Collected data
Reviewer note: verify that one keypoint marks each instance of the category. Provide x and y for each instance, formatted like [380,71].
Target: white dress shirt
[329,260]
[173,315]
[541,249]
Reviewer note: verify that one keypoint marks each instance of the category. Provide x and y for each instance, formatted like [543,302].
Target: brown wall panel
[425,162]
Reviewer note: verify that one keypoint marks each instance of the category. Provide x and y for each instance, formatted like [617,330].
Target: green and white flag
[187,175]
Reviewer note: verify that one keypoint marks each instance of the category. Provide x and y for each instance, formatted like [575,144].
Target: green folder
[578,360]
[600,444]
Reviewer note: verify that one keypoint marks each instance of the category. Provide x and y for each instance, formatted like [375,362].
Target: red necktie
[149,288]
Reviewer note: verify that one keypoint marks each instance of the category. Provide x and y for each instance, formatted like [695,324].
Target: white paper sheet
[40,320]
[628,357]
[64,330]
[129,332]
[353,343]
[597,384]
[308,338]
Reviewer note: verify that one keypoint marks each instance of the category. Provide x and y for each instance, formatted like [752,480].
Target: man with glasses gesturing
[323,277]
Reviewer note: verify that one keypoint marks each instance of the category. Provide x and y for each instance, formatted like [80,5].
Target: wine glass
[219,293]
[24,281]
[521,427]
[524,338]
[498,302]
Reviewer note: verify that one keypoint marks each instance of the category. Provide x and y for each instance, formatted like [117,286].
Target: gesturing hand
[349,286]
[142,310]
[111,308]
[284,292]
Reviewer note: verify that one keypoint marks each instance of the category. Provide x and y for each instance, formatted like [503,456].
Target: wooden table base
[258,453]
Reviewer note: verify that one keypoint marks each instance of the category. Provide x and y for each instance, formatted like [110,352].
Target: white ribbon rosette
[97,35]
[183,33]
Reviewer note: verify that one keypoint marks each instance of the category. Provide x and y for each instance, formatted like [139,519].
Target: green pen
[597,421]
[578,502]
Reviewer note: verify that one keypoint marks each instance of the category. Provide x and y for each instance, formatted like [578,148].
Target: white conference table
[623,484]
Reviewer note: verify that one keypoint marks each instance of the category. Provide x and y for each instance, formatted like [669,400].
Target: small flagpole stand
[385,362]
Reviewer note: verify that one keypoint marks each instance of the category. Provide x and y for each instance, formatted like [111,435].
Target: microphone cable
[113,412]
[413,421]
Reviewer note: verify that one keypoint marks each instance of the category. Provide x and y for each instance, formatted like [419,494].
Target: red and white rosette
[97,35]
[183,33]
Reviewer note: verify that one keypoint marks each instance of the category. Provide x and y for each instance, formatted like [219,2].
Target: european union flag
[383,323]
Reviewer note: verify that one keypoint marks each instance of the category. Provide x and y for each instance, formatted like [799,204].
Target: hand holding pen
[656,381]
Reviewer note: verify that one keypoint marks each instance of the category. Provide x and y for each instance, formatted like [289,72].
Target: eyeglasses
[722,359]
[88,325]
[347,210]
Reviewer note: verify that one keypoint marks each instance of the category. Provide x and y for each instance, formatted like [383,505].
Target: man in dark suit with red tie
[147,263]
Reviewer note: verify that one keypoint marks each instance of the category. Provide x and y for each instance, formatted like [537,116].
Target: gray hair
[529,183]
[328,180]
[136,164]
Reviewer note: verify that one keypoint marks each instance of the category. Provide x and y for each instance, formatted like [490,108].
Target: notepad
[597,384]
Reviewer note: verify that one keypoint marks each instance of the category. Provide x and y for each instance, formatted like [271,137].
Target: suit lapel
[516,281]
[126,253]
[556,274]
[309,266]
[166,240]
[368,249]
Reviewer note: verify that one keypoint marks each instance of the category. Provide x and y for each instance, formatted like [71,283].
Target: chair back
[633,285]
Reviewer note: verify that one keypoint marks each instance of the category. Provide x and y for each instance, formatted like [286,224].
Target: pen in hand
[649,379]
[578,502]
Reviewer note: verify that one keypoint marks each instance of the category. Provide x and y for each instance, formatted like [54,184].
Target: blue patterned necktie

● Directions for this task
Your reply should contain every record, unchanged and complete.

● Answer for this exercise
Reviewer note: verify that one keypoint marks each instance of the category. Provide x and y for each instance, formatted like [380,71].
Target: white dress shirt
[329,260]
[173,315]
[541,249]
Reviewer note: verify that one keypoint marks each instance of the category. Provide x and y for each instance, formatted like [543,302].
Target: brown wall panel
[425,162]
Reviewer note: verify that one keypoint marks each instance of the category. Provide x and y for each instance, formatted like [617,330].
Target: green and white flag
[187,175]
Reviewer note: verify that one keypoint marks each instance of the category. Provide x and y for each instance, formatted like [575,144].
Target: green folder
[578,360]
[600,444]
Reviewer note: verify that one keypoint marks each instance of the category. Provide x and y for each instance, formatted like [375,362].
Target: red necktie
[149,288]
Reviewer note: verify that one keypoint marks each instance of the category. Provide x and y for each instance, formatted like [695,324].
Target: white paper sheet
[40,320]
[628,357]
[64,330]
[129,332]
[353,343]
[597,384]
[308,338]
Reviewer note: verify that one keypoint marks each instance of the category. Provide x and y for each instance, formatted like [752,480].
Target: man with glasses gesturing
[323,277]
Reviewer note: verify that one keypoint marks each instance of the category. Provide x and y for each instance, formatted like [80,5].
Target: wine glass
[219,293]
[24,281]
[521,427]
[524,338]
[498,302]
Reviewer note: verify that one keypoint marks each instance of the category. Provide x and y for each instance, formatted like [117,286].
Target: gesturing hand
[349,286]
[142,310]
[111,308]
[284,292]
Reviewer note: verify that one keypoint marks each instance of the category. Provide x and y for each instance, formatted like [503,456].
Target: wooden table base
[258,453]
Reviewer note: verify that one keypoint marks each instance of the category. Provide x and y for each instance, formatted like [110,352].
Target: white ribbon rosette
[97,35]
[183,33]
Reviewer note: verify that one keypoint marks each instance of the category. Provide x and y for each instance, formatted like [139,519].
Target: green pen
[597,421]
[578,502]
Reviewer note: verify that one keypoint marks each instance of the category. Provide x and y for each instance, formatted like [578,148].
Target: white conference table
[623,484]
Reviewer note: verify that one keypoint marks each instance of the category. Provide x and y for each instance, formatted like [669,400].
Target: small flagpole stand
[385,362]
Reviewer note: verify that one keypoint marks each instance of the category. Provide x and y for each instance, formatted like [111,435].
Target: microphone cable
[113,412]
[413,421]
Reviewer note: verify that one keypoint marks each instance of the category. Provide x and y for each instance, formatted like [419,494].
Target: red and white rosette
[97,35]
[183,33]
Reviewer note: verify that one keypoint marks each instance of the category. Provide x and y for each instance, formatted like [219,2].
Target: european union flag
[383,323]
Reviewer note: verify that one keypoint marks each instance of the category. Provide x and y for each instance, formatted like [799,204].
Target: hand holding pen
[656,381]
Reviewer note: verify that one keypoint marks each instance of the category. Provide x and y for each instance, formatted like [289,72].
Target: eyeglasses
[722,359]
[88,325]
[347,210]
Reviewer note: verify that one keypoint marks each instance of the category. Provide x and y for each instance, formatted like [383,505].
Target: man in dark suit with red tie
[147,263]
Reviewer note: verify that one keypoint marks each instance of the category. Provide x and y for each instance, formatted like [537,116].
Target: gray hair
[529,183]
[328,180]
[136,164]
Reviewer note: verify that one keypoint marks each instance of the category. Provide x and y for each instance, formatted like [490,108].
Target: notepad
[597,384]
Reviewer note: verify that one keypoint marks each instance of the category. Provide x and y for each instance, formatted like [271,137].
Target: suit lapel
[516,281]
[126,253]
[556,274]
[309,266]
[166,240]
[368,249]
Reviewer note: verify that one keypoint marks each instance of the category. Provide x and y for each instance, formatted like [71,283].
Target: chair back
[633,285]
Reviewer note: verify that one keypoint marks each instance of the category. Provide x and y for each instance, formatted like [286,224].
Target: pen in hand
[649,379]
[578,502]
Reviewer note: verify that one keypoint marks each instance of the category. Provide x and y for each instance, formatted like [54,184].
Target: blue patterned necktie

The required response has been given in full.